Lavoro richiesto —
1/ Riproduci senza modifiche il passo dell'intervista su Il Cratere da "Tanti, ma tutti" a "sorti del film?".
2/ Indica se ciascuna affermazione concorda con l'intervista su Il Cratere, rispondendo sì o no e citando alla lettera le parole decisive: (a) Tfilm è nata dal bisogno degli autori di essere indipendenti; (b) Rai Cinema è entrata nel progetto solo nella fase finale; (c) il film è stato sviluppato grazie al fondo MiBact.

Testo dato —
━━━━━━━━━━━━━━━━━━━━━━━━━━━━━━

Silvia Luzi e Luca Bellino sono autori, registi e produttori de Il Cratere in concorso alla 32. Settimana della Critica in concomitanza con la 74. Mostra Internazionale d’Arte Cinematografica di Venezia. Li abbiamo incontrati a Roma, a poche ore dalla partenza per il Lido.
Silvia e Luca, come d’abitudine in questa rubrica chiediamo agli sceneggiatori di presentare il proprio film con un breve pitch.
Due personaggi, un padre e una figlia; due ribellioni che si combattono in uno spazio ostile. Una storia semplice e crudele.
A che tipo di “vuoto” rimanda il cratere del titolo?
Tanti, ma tutti da colmare. Non c’è mai rassegnazione.
Avete realizzato Il Cratere da soli fondando una vostra casa di produzione, la Tfilm. Si è trattato di una scelta strategica o di una necessità ineluttabile?
Abbiamo fondato Tfilm in un momento in cui sentivamo il bisogno di essere totalmente indipendenti e svincolati dal meccanismo che, imponendo la ricerca di un produttore, richiede l’aderenza al mercato. È stata una scommessa e insieme un esperimento. Il Cratere ha avuto un metodo di lavorazione molto particolare, impossibile da mettere in atto con i vincoli di qualunque produzione classica.
A che punto del processo produttivo è entrata Rai Cinema e come ha cambiato le sorti del film?
Abbiamo sviluppato il film grazie al fondo MiBact. Rai Cinema è entrata subito ed è stato un supporto fondamentale, non solo dal punto di vista economico. Non sappiamo se sia così per ogni autore e per ogni produzione, ma per noi avere il sostegno di Rai Cinema ha garantito una vicinanza artistica e una totale libertà di tempi e modalità di lavoro.
In passato avete prodotto e diretto numerosi documentari che sono stati apprezzati in vari festival in tutto il mondo. Quanto del vostro “sguardo sul reale” è rimasto nella realizzazione de Il Cratere?

━━━━━━━━━━━━━━━━━━━━━━━━━━━━━━

Materiale —
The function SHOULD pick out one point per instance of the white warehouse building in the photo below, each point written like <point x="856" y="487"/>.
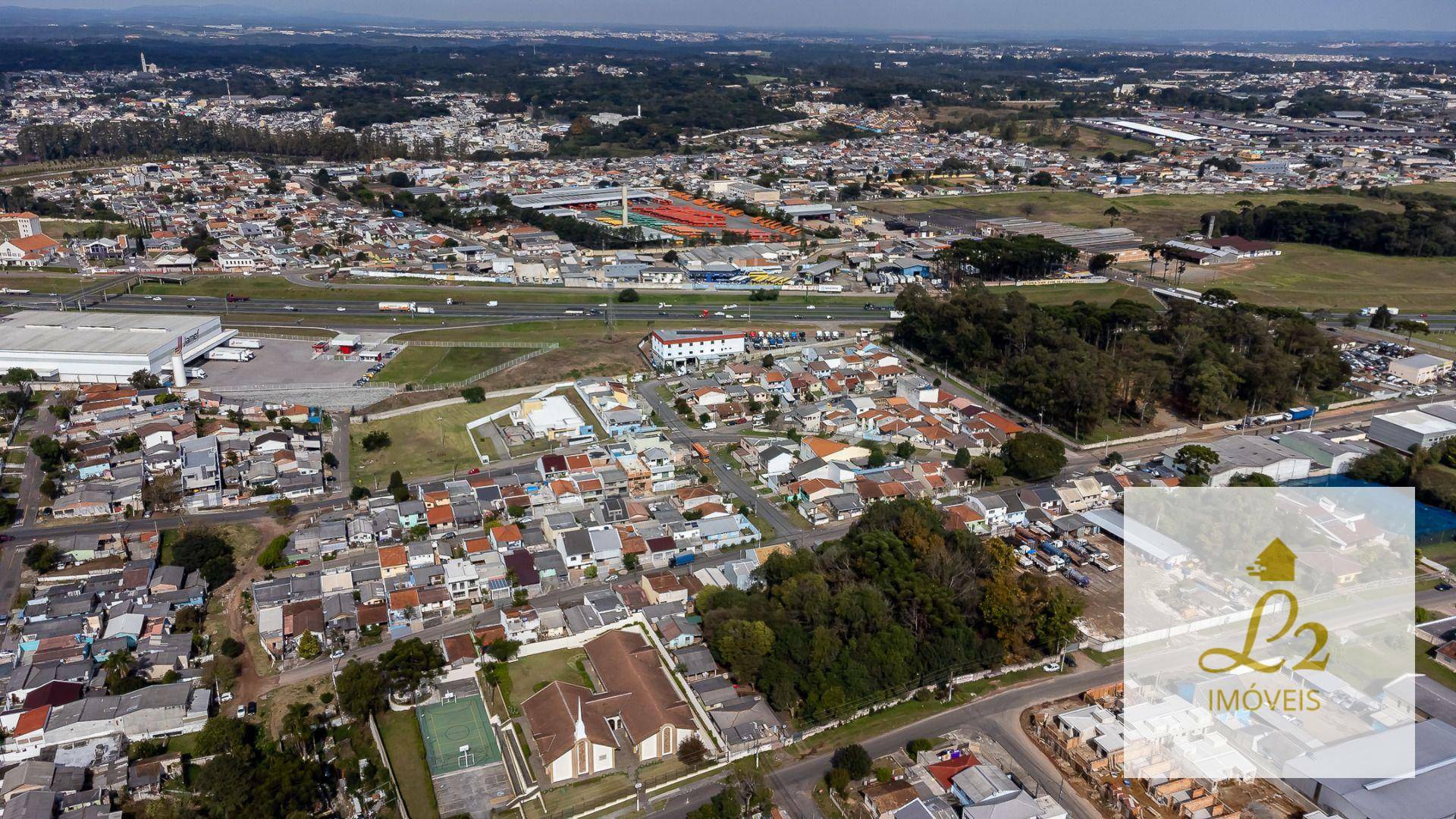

━━━━━━━━━━━━━━━━━━━━━━━━━━━━━━

Risposte per compito —
1/
Tanti, ma tutti da colmare. Non c’è mai rassegnazione.
Avete realizzato Il Cratere da soli fondando una vostra casa di produzione, la Tfilm. Si è trattato di una scelta strategica o di una necessità ineluttabile?
Abbiamo fondato Tfilm in un momento in cui sentivamo il bisogno di essere totalmente indipendenti e svincolati dal meccanismo che, imponendo la ricerca di un produttore, richiede l’aderenza al mercato. È stata una scommessa e insieme un esperimento. Il Cratere ha avuto un metodo di lavorazione molto particolare, impossibile da mettere in atto con i vincoli di qualunque produzione classica.
A che punto del processo produttivo è entrata Rai Cinema e come ha cambiato le sorti del film?

2/
(a) Sì: «sentivamo il bisogno di essere totalmente indipendenti».
(b) No: «Rai Cinema è entrata subito».
(c) Sì: «Abbiamo sviluppato il film grazie al fondo MiBact».